• _EXERCISE GOAL_:
Put every line of the records below into a Markdown table with a "Row" column for the row number and a "Line" column for the line, and leave out the blank lines.
─── DATA SHOWN
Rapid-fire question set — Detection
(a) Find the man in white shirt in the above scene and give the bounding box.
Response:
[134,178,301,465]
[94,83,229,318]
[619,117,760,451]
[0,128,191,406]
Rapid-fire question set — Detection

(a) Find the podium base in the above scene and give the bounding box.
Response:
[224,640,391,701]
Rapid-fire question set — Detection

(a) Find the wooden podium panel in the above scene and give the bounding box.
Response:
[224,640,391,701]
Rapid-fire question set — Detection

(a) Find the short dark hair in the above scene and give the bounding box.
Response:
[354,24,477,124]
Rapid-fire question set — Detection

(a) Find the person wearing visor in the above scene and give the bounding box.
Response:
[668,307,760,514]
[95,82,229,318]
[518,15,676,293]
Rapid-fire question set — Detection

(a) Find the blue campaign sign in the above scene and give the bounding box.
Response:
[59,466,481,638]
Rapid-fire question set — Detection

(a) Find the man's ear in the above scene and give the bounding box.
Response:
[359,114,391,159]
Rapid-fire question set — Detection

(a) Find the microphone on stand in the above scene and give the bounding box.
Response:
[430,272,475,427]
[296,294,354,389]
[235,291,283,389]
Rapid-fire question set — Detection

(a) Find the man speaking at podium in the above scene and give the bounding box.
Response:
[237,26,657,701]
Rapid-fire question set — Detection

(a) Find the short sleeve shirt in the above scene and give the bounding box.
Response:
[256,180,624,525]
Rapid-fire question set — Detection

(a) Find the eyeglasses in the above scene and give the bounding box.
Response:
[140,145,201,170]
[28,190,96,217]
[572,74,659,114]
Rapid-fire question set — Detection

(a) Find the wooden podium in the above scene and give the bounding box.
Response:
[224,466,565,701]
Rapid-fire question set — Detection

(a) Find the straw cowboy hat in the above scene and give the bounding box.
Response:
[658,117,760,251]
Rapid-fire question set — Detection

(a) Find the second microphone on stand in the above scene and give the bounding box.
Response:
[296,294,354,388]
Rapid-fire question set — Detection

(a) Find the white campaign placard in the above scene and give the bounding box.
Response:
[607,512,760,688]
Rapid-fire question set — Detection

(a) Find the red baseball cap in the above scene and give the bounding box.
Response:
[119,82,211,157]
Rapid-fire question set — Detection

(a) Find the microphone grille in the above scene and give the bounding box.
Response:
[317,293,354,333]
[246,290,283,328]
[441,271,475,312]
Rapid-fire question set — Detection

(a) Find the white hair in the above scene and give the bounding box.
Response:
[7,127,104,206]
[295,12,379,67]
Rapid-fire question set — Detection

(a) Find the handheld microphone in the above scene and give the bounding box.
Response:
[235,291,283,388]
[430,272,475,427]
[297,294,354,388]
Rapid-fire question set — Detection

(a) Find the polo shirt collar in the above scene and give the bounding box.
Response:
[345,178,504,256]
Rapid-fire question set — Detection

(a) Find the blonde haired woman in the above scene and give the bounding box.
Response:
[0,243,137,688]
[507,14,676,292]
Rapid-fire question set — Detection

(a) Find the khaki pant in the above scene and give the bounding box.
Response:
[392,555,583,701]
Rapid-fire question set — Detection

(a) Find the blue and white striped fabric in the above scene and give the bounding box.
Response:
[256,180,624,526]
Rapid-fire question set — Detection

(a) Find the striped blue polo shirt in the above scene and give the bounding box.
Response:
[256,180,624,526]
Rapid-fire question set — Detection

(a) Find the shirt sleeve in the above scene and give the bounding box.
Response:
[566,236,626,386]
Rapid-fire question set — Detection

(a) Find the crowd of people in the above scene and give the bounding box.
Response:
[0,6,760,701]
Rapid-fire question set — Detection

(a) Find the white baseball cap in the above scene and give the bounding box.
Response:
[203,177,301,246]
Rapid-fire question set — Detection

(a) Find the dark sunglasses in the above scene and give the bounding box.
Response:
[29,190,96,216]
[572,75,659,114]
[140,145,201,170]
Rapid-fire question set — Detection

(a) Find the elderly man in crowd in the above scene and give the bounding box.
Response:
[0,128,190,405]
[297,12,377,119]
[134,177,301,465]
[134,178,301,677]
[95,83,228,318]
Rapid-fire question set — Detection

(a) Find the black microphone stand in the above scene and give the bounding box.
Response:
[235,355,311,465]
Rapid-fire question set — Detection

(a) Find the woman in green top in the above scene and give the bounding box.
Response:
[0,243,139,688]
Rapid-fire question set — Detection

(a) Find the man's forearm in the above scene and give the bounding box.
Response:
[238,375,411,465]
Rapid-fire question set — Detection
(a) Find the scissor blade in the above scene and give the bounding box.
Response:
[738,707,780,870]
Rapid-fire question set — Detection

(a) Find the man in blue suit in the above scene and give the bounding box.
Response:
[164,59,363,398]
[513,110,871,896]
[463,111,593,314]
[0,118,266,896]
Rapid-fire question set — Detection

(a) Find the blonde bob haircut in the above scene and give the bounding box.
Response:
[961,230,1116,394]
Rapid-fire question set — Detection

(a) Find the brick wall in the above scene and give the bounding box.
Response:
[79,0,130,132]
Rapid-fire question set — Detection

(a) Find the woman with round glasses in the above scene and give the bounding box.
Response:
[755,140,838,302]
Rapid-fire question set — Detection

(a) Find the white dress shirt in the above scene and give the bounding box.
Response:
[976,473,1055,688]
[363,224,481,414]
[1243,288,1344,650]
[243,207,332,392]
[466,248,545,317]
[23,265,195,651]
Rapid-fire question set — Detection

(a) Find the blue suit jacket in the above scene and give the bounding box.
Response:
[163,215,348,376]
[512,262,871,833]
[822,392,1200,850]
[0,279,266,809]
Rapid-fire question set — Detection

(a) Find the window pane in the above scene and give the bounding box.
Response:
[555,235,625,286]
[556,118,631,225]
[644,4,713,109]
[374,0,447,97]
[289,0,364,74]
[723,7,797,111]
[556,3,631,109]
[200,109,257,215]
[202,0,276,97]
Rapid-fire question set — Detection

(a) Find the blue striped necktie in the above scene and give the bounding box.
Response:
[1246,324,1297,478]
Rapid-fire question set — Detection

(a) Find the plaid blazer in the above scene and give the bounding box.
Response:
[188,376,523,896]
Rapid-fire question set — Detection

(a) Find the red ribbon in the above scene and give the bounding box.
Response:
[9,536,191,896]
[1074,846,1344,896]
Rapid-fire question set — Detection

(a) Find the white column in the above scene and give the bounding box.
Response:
──────
• _REPLY_:
| Row | Line |
|---|---|
| 1 | Rapid-fire question set — Detection |
| 2 | (a) Find the man in white shirt in the above scene and give the bounding box. |
| 3 | Response: |
| 4 | [134,178,301,465] |
| 5 | [94,83,229,318] |
| 6 | [619,117,760,451] |
| 7 | [0,128,191,406] |
| 8 | Rapid-fire question set — Detection |
| 9 | (a) Find the podium base in the above scene and give the bounding box. |
| 10 | Response: |
| 11 | [224,640,391,701] |
| 12 | Rapid-fire question set — Detection |
| 13 | (a) Find the wooden podium panel in the above scene and give the bounding box. |
| 14 | Response: |
| 15 | [224,640,391,701] |
| 16 | Rapid-fire question set — Detection |
| 17 | (a) Find the short dark hair in the above scene and give the bounding box. |
| 18 | Response: |
| 19 | [354,24,477,124] |
| 20 | Rapid-fire question set — Detection |
| 21 | (a) Find the person wearing visor in the above scene and give the bounding box. |
| 22 | Response: |
| 23 | [668,307,760,514] |
| 24 | [95,82,229,318] |
| 25 | [518,15,676,293] |
| 26 | Rapid-fire question set — Detection |
| 27 | (a) Find the blue campaign sign in the above scene and give the bounding box. |
| 28 | Response: |
| 29 | [59,466,481,638] |
| 30 | Rapid-fire question set — Detection |
| 31 | (a) Find the man's ear in the above scene and give the bounding box. |
| 32 | Response: |
| 33 | [359,114,391,159] |
| 34 | Rapid-fire question set — Detection |
| 35 | (a) Find the microphone on stand in the above scene and give the bounding box. |
| 36 | Response: |
| 37 | [430,272,475,427] |
| 38 | [296,294,354,389] |
| 39 | [235,291,283,389] |
| 40 | Rapid-fire question set — Detection |
| 41 | (a) Find the man speaking at podium in the above scene and give the bounding box. |
| 42 | Response: |
| 43 | [237,26,657,701] |
| 44 | Rapid-fire question set — Detection |
| 45 | (a) Find the short sleeve shirt in the above scene and give the bounding box. |
| 46 | Response: |
| 47 | [256,180,624,525] |
| 48 | Rapid-fire question set — Detection |
| 49 | (a) Find the eyeglasses in the above scene and give the bounding box. |
| 50 | Response: |
| 51 | [140,145,201,170] |
| 52 | [28,190,96,217] |
| 53 | [572,74,659,114] |
| 54 | Rapid-fire question set — Detection |
| 55 | (a) Find the wooden podium in the above scene and give the bounding box. |
| 56 | Response: |
| 57 | [224,466,565,701] |
| 58 | Rapid-fire question set — Detection |
| 59 | (a) Find the straw cowboy hat in the above scene and give the bounding box. |
| 60 | Response: |
| 61 | [658,117,760,251] |
| 62 | Rapid-fire question set — Detection |
| 63 | (a) Find the second microphone on stand in the above scene and give the bounding box. |
| 64 | Response: |
| 65 | [296,294,354,388] |
| 66 | Rapid-fire question set — Detection |
| 67 | (a) Find the white campaign placard in the above scene and give the bounding box. |
| 68 | Response: |
| 69 | [607,512,760,688] |
| 70 | Rapid-fire question set — Detection |
| 71 | (a) Find the red baseball cap in the above scene and give the bounding box. |
| 72 | Response: |
| 73 | [119,82,211,157] |
| 74 | Rapid-fire question set — Detection |
| 75 | (a) Find the microphone grille in the above scene and give the bounding box. |
| 76 | Response: |
| 77 | [317,293,354,333] |
| 78 | [246,290,283,328] |
| 79 | [441,271,475,312] |
| 80 | Rapid-fire question set — Detection |
| 81 | (a) Find the white hair in the above scene and give the bounding box. |
| 82 | Response: |
| 83 | [7,127,104,206] |
| 84 | [295,12,379,67] |
| 85 | Rapid-fire question set — Detection |
| 86 | (a) Find the handheld microphone in the above scene and give the bounding box. |
| 87 | Response: |
| 88 | [235,291,283,388] |
| 89 | [430,272,475,427] |
| 90 | [297,294,354,388] |
| 91 | Rapid-fire question set — Detection |
| 92 | (a) Find the polo shirt collar in the above scene and give the bounding box. |
| 93 | Response: |
| 94 | [345,178,504,256] |
| 95 | Rapid-fire question set — Detection |
| 96 | (a) Find the blonde haired woman in the above scene and give the bounding box. |
| 97 | Response: |
| 98 | [0,243,137,688] |
| 99 | [507,14,676,292] |
| 100 | Rapid-fire question set — Detection |
| 101 | (a) Find the khaki pant in the above scene and give the bounding box. |
| 102 | Response: |
| 103 | [392,555,583,701] |
| 104 | Rapid-fire question set — Detection |
| 105 | (a) Find the blue and white striped fabric in the above scene and give the bounding box. |
| 106 | Response: |
| 107 | [256,180,624,526] |
| 108 | Rapid-fire question set — Detection |
| 109 | (a) Find the striped blue polo shirt in the above scene and give the bounding box. |
| 110 | Response: |
| 111 | [256,180,624,526] |
| 112 | Rapid-fire question set — Detection |
| 113 | (a) Find the shirt sleeve in the above scene and give the bounding box. |
| 114 | Response: |
| 115 | [566,236,626,386] |
| 116 | Rapid-fire question set — Detection |
| 117 | (a) Find the crowd of people in the above scene and give the bounding box. |
| 118 | Response: |
| 119 | [0,6,760,701] |
| 120 | Rapid-fire question set — Detection |
| 121 | (a) Find the white baseball cap in the above scene and give the bounding box. |
| 122 | Response: |
| 123 | [203,177,301,246] |
| 124 | Rapid-fire question set — Detection |
| 125 | (a) Find the dark sunglasses in the above scene and give the bounding box. |
| 126 | Response: |
| 127 | [29,190,96,216] |
| 128 | [572,75,659,114] |
| 129 | [140,145,201,170] |
| 130 | Rapid-fire question set — Detection |
| 131 | (a) Find the elderly man in crowd in the above scene and give the bounding box. |
| 132 | Response: |
| 133 | [0,128,190,405] |
| 134 | [297,12,377,119] |
| 135 | [134,177,301,465] |
| 136 | [134,178,301,677] |
| 137 | [95,83,228,318] |
| 138 | Rapid-fire question set — Detection |
| 139 | (a) Find the black microphone stand in the above scene and give the bounding box. |
| 140 | Response: |
| 141 | [235,355,311,465] |
| 142 | Rapid-fire question set — Detection |
| 143 | (a) Find the woman in green top in the above scene and give the bounding box. |
| 144 | Response: |
| 145 | [0,243,139,688] |
| 146 | Rapid-fire question set — Detection |
| 147 | (a) Find the man's forearm in the above scene and give the bounding box. |
| 148 | Response: |
| 149 | [238,375,411,465] |
| 150 | Rapid-fire question set — Detection |
| 151 | (a) Find the scissor blade in the above scene and give the bounding box. |
| 152 | Response: |
| 153 | [738,707,780,870] |
| 154 | Rapid-fire question set — Detection |
| 155 | (a) Find the man in blue suit in the above scene and give the bounding box. |
| 156 | Response: |
| 157 | [164,59,363,398] |
| 158 | [513,110,871,896] |
| 159 | [463,111,593,314] |
| 160 | [0,118,266,896] |
| 161 | Rapid-fire question set — Detection |
| 162 | (a) Find the blonde bob haircut in the above scene and give the bounding box. |
| 163 | Response: |
| 164 | [961,230,1116,394] |
| 165 | Rapid-fire question set — Detection |
| 166 | (a) Find the brick wall in the above scene and give the bounding box. |
| 167 | Response: |
| 168 | [79,0,130,132] |
| 169 | Rapid-fire question set — Detection |
| 170 | (a) Find the woman with round glasses in the above scene and give the bounding box. |
| 171 | Response: |
| 172 | [755,140,838,302] |
| 173 | Rapid-fire question set — Detection |
| 174 | (a) Find the white dress shirt in the above scene and give the bounding box. |
| 175 | Response: |
| 176 | [976,473,1055,688] |
| 177 | [363,224,481,414] |
| 178 | [1243,288,1344,650] |
| 179 | [243,207,332,392] |
| 180 | [466,248,545,317] |
| 181 | [23,265,195,651] |
| 182 | Rapid-fire question set — Detection |
| 183 | (a) Find the blue suit jacket in the above scene and give the bounding box. |
| 184 | Response: |
| 185 | [163,215,348,376] |
| 186 | [512,262,871,833] |
| 187 | [822,392,1200,850] |
| 188 | [0,279,266,809] |
| 189 | Rapid-fire question set — Detection |
| 190 | (a) Find the window pane in the above scene and give the bounding box. |
| 191 | Response: |
| 192 | [555,235,625,286] |
| 193 | [556,118,631,225] |
| 194 | [644,4,713,109] |
| 195 | [374,0,447,97] |
| 196 | [289,0,364,74] |
| 197 | [723,7,797,111] |
| 198 | [556,3,631,109] |
| 199 | [200,109,257,215] |
| 200 | [202,0,276,97] |
| 201 | Rapid-fire question set — Detection |
| 202 | (a) Find the blue striped necktie in the above scene and give the bounding box. |
| 203 | Response: |
| 204 | [1246,324,1297,478] |
| 205 | Rapid-fire question set — Detection |
| 206 | (a) Find the plaid blazer in the above scene and give the bounding box. |
| 207 | Response: |
| 208 | [188,376,523,896] |
| 209 | Rapid-fire question set — Detection |
| 210 | (a) Find the red ribbon in the above scene and give the bounding box. |
| 211 | Response: |
| 212 | [9,536,191,896] |
| 213 | [1074,846,1344,896] |
| 214 | Rapid-fire question set — Detection |
| 215 | (a) Find the white column in the above scene and give the bounding box. |
| 216 | Response: |